#### SUPPLIED DATA:
---*---
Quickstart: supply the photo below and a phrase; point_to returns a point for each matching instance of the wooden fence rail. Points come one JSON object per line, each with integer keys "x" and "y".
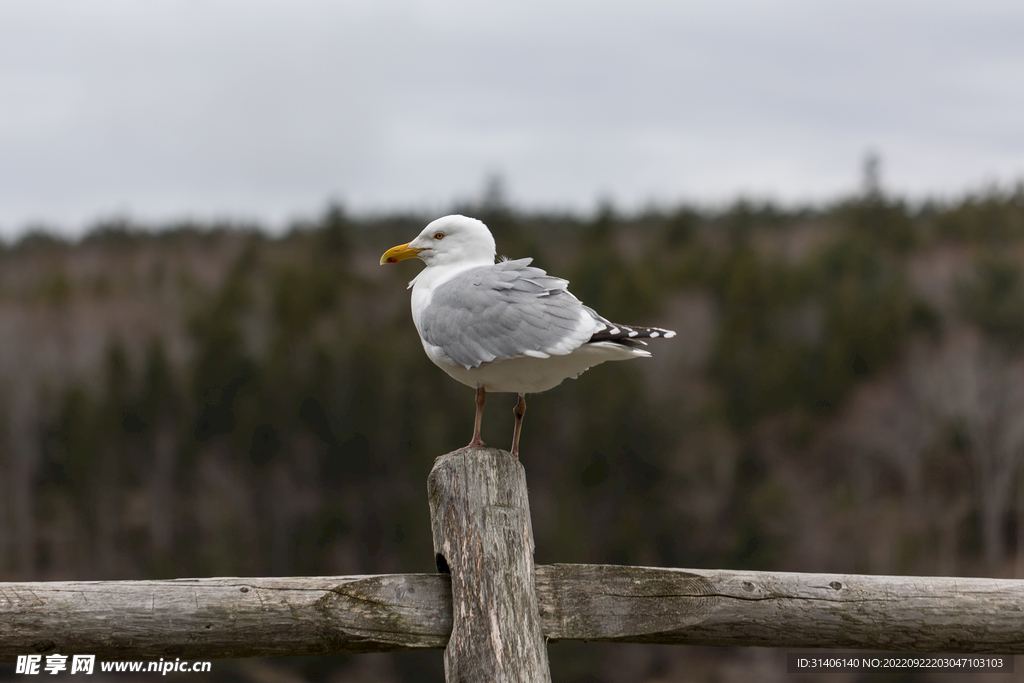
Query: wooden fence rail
{"x": 481, "y": 528}
{"x": 239, "y": 617}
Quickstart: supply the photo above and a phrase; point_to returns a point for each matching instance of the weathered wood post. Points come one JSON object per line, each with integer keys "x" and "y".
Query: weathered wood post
{"x": 479, "y": 515}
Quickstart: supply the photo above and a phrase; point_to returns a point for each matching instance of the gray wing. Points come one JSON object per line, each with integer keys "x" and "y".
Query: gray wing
{"x": 506, "y": 310}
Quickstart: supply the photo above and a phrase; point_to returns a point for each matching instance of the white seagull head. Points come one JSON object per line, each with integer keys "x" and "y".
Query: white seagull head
{"x": 448, "y": 241}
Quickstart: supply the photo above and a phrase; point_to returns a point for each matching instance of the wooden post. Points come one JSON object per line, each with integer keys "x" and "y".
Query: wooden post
{"x": 479, "y": 515}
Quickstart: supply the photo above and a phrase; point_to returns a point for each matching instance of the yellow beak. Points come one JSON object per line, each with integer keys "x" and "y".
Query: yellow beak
{"x": 399, "y": 253}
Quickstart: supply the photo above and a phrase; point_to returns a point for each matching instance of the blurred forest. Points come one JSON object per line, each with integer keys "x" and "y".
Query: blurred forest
{"x": 846, "y": 394}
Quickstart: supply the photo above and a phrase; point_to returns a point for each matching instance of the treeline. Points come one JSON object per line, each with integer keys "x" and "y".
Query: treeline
{"x": 846, "y": 394}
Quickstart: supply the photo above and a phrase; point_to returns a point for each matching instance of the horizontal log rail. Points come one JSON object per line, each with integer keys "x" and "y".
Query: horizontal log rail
{"x": 203, "y": 619}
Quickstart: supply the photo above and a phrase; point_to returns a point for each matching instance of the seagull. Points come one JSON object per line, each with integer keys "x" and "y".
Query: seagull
{"x": 504, "y": 327}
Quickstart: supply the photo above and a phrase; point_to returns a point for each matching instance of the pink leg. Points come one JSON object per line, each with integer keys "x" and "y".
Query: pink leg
{"x": 480, "y": 396}
{"x": 518, "y": 412}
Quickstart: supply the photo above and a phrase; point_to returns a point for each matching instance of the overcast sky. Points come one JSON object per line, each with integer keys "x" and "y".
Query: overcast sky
{"x": 268, "y": 110}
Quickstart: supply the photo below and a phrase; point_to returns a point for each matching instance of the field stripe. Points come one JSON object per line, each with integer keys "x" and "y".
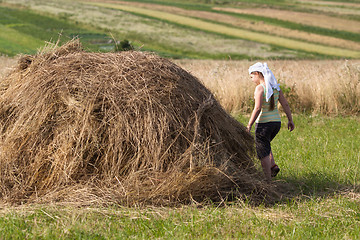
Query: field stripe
{"x": 235, "y": 32}
{"x": 13, "y": 42}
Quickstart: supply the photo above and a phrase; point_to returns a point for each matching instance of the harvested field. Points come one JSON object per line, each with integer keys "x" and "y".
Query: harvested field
{"x": 246, "y": 24}
{"x": 318, "y": 87}
{"x": 302, "y": 18}
{"x": 127, "y": 128}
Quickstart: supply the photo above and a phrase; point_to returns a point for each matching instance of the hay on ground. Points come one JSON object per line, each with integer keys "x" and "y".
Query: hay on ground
{"x": 128, "y": 128}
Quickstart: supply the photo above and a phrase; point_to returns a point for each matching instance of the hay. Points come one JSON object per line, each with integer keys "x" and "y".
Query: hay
{"x": 127, "y": 128}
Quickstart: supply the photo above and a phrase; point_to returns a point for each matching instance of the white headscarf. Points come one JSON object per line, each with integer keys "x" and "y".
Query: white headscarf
{"x": 270, "y": 80}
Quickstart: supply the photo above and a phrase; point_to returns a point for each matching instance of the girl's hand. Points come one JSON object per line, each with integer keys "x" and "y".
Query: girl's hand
{"x": 248, "y": 128}
{"x": 291, "y": 125}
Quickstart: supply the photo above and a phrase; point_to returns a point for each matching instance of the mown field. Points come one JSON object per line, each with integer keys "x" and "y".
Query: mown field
{"x": 320, "y": 161}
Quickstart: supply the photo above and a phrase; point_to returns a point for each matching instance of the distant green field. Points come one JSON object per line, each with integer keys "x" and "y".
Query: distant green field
{"x": 179, "y": 36}
{"x": 230, "y": 31}
{"x": 319, "y": 161}
{"x": 23, "y": 31}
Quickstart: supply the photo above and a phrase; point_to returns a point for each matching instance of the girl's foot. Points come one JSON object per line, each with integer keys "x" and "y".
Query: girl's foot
{"x": 275, "y": 170}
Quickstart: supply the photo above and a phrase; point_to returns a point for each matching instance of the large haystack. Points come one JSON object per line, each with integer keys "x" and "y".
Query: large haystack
{"x": 126, "y": 128}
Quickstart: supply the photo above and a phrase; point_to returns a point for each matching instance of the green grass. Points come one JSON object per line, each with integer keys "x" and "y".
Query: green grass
{"x": 23, "y": 31}
{"x": 319, "y": 161}
{"x": 236, "y": 32}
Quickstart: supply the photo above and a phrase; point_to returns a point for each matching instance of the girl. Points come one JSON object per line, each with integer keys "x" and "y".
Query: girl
{"x": 266, "y": 115}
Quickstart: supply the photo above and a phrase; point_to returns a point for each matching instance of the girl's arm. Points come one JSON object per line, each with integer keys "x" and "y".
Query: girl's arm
{"x": 287, "y": 110}
{"x": 259, "y": 90}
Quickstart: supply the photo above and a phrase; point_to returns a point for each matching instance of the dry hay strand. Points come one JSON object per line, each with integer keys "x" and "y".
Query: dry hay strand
{"x": 127, "y": 128}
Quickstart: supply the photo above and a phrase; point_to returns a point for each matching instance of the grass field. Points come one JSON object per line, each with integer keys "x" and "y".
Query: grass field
{"x": 319, "y": 181}
{"x": 210, "y": 32}
{"x": 234, "y": 32}
{"x": 319, "y": 161}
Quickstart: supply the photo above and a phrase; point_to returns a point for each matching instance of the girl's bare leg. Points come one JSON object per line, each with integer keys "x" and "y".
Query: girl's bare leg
{"x": 272, "y": 160}
{"x": 266, "y": 165}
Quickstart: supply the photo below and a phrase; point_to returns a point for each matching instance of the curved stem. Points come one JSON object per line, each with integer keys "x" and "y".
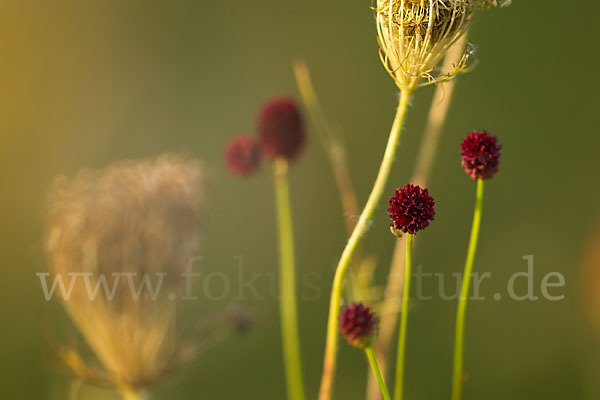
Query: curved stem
{"x": 401, "y": 356}
{"x": 457, "y": 375}
{"x": 129, "y": 393}
{"x": 377, "y": 372}
{"x": 357, "y": 234}
{"x": 287, "y": 285}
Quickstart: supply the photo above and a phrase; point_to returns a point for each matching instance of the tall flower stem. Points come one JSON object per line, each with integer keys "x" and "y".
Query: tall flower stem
{"x": 438, "y": 111}
{"x": 457, "y": 376}
{"x": 401, "y": 356}
{"x": 287, "y": 285}
{"x": 377, "y": 372}
{"x": 357, "y": 234}
{"x": 129, "y": 393}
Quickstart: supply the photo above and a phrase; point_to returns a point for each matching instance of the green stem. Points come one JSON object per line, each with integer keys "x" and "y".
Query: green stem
{"x": 457, "y": 376}
{"x": 385, "y": 393}
{"x": 129, "y": 393}
{"x": 401, "y": 356}
{"x": 287, "y": 285}
{"x": 357, "y": 234}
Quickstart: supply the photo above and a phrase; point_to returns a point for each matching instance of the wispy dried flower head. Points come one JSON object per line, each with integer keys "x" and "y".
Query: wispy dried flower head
{"x": 414, "y": 35}
{"x": 137, "y": 218}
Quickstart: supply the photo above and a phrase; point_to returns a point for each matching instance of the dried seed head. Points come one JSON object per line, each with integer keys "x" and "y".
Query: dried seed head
{"x": 414, "y": 35}
{"x": 141, "y": 219}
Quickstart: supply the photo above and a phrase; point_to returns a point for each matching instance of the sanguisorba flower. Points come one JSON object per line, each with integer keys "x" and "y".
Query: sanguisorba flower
{"x": 480, "y": 155}
{"x": 411, "y": 209}
{"x": 127, "y": 225}
{"x": 414, "y": 35}
{"x": 243, "y": 156}
{"x": 358, "y": 325}
{"x": 281, "y": 129}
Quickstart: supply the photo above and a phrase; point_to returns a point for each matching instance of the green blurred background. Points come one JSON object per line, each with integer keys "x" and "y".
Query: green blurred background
{"x": 84, "y": 83}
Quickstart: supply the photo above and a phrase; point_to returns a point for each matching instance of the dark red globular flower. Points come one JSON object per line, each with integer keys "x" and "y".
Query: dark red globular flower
{"x": 243, "y": 156}
{"x": 281, "y": 129}
{"x": 411, "y": 209}
{"x": 358, "y": 325}
{"x": 480, "y": 155}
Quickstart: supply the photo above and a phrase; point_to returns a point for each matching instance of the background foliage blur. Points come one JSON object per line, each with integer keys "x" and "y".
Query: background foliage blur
{"x": 83, "y": 83}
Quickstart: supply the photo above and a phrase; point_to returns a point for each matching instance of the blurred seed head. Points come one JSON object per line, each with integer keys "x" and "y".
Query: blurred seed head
{"x": 132, "y": 217}
{"x": 281, "y": 129}
{"x": 480, "y": 155}
{"x": 243, "y": 156}
{"x": 414, "y": 35}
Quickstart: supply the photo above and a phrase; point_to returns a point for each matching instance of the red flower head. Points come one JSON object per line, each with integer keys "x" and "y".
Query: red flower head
{"x": 281, "y": 129}
{"x": 358, "y": 325}
{"x": 480, "y": 155}
{"x": 242, "y": 156}
{"x": 411, "y": 209}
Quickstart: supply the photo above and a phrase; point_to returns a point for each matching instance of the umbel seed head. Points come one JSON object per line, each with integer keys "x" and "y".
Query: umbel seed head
{"x": 358, "y": 325}
{"x": 480, "y": 155}
{"x": 414, "y": 35}
{"x": 411, "y": 209}
{"x": 125, "y": 225}
{"x": 281, "y": 129}
{"x": 243, "y": 156}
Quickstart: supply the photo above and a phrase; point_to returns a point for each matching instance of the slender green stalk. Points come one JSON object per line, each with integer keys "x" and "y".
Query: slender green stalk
{"x": 401, "y": 356}
{"x": 377, "y": 372}
{"x": 357, "y": 234}
{"x": 129, "y": 393}
{"x": 457, "y": 376}
{"x": 438, "y": 111}
{"x": 287, "y": 286}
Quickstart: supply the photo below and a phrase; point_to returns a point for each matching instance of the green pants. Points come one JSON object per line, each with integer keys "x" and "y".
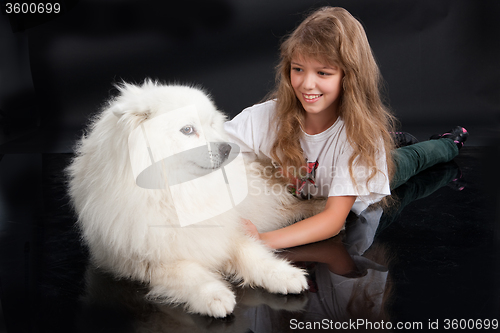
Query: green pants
{"x": 412, "y": 159}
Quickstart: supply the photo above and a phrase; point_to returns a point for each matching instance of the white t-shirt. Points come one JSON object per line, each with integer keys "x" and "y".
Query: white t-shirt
{"x": 327, "y": 155}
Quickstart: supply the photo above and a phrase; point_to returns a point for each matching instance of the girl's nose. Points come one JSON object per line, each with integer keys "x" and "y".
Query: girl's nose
{"x": 309, "y": 82}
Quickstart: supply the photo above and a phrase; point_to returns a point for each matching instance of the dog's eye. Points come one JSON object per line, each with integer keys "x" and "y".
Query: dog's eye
{"x": 188, "y": 130}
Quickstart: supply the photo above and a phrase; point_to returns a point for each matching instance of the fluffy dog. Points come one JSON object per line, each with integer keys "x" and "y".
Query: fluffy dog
{"x": 132, "y": 224}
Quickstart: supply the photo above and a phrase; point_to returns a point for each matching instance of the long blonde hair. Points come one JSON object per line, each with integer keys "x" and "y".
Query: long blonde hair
{"x": 332, "y": 35}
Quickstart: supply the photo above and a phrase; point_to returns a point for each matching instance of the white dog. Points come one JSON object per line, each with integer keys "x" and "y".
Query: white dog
{"x": 132, "y": 224}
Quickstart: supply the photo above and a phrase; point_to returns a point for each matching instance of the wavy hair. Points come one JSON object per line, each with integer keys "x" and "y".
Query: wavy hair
{"x": 333, "y": 36}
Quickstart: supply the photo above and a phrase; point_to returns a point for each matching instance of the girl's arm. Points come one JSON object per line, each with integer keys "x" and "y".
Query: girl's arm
{"x": 321, "y": 226}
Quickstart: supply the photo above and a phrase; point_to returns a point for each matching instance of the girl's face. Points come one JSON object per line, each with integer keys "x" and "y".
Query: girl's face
{"x": 316, "y": 85}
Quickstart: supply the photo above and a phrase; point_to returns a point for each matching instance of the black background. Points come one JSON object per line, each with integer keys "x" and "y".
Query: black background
{"x": 439, "y": 60}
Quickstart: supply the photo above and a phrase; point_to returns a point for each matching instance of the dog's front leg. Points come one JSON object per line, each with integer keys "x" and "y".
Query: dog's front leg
{"x": 189, "y": 282}
{"x": 255, "y": 265}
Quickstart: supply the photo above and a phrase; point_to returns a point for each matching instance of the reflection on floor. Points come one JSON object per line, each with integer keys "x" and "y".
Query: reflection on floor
{"x": 432, "y": 256}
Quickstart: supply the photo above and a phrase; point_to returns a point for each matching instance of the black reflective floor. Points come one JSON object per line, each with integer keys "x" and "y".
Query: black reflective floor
{"x": 433, "y": 256}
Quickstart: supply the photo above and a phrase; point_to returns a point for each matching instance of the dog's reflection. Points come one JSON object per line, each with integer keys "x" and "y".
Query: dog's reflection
{"x": 113, "y": 305}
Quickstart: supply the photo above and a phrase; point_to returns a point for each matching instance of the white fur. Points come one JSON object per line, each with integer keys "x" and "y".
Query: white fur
{"x": 119, "y": 220}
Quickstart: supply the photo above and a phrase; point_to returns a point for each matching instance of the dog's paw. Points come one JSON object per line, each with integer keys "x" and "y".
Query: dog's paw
{"x": 214, "y": 299}
{"x": 285, "y": 279}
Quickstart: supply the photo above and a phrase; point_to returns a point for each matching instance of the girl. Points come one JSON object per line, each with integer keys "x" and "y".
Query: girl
{"x": 327, "y": 109}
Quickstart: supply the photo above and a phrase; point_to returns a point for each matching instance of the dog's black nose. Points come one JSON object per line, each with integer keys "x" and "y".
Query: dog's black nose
{"x": 224, "y": 150}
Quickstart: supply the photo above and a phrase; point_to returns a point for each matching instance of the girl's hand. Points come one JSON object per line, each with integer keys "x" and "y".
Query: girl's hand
{"x": 250, "y": 229}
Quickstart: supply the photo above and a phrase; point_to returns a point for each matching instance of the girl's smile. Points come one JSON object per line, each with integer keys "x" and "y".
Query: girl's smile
{"x": 318, "y": 87}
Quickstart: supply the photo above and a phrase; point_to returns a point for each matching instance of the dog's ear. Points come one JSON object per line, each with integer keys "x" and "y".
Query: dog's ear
{"x": 139, "y": 114}
{"x": 130, "y": 104}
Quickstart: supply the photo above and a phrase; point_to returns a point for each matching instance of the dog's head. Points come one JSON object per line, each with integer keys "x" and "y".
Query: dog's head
{"x": 178, "y": 126}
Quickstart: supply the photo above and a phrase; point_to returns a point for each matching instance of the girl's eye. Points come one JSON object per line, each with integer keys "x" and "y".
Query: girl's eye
{"x": 188, "y": 130}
---*---
#### PROBLEM REQUIREMENTS:
Only the lines from the one containing "the dog's head." to the end of the listing belong in the output, each reproduced exactly.

#### RESULT:
Quickstart: supply the photo above and a phrase; point_to returns a point for each matching instance of the dog's head. Points come one JSON object per line, each with integer keys "x" and "y".
Query: dog's head
{"x": 178, "y": 126}
Quickstart: supply the photo above and a phrase; point_to returns a point for each matching instance of the girl's eye. Points come one JSON object per line, each with integer keys "x" and "y".
Query: girl's eye
{"x": 188, "y": 130}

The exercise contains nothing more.